**TASK INSTRUCTIONS**
Lines holding the word "storm" in the following material must be counted; give only the resulting number.

**PROVIDED ENTRIES**
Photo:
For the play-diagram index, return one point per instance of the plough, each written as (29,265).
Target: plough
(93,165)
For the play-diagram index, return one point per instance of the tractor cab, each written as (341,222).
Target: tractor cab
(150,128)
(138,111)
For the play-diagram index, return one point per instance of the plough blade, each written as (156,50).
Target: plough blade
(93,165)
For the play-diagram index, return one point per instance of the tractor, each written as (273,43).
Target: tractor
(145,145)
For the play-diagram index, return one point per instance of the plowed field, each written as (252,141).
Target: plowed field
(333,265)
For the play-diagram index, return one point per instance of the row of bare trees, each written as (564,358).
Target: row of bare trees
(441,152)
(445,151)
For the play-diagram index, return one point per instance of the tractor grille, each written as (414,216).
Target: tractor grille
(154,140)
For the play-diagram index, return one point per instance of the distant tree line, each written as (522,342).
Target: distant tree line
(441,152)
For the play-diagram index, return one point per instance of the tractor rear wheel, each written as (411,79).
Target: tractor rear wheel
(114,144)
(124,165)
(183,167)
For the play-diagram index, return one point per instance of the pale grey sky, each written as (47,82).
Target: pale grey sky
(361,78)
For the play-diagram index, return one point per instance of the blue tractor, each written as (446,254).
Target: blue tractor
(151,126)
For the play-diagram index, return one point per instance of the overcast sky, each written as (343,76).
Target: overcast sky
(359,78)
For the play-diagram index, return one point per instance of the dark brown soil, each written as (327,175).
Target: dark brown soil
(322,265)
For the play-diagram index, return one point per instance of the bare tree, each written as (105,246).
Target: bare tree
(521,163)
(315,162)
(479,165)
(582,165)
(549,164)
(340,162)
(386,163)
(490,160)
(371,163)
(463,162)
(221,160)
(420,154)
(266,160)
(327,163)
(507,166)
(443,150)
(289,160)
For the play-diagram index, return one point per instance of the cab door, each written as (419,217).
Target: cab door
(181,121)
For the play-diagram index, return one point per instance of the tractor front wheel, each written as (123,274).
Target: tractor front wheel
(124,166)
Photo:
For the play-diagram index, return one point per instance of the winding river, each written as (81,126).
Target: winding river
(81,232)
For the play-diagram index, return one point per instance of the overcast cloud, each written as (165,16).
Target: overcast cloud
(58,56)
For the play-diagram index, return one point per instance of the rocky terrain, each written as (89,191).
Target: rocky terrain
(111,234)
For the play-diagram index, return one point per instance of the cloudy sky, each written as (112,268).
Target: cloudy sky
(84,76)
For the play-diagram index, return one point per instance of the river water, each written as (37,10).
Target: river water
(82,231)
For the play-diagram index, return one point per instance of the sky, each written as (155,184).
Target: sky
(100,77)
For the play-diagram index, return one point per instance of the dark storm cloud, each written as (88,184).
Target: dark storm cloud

**ANSWER TO THIS EXERCISE**
2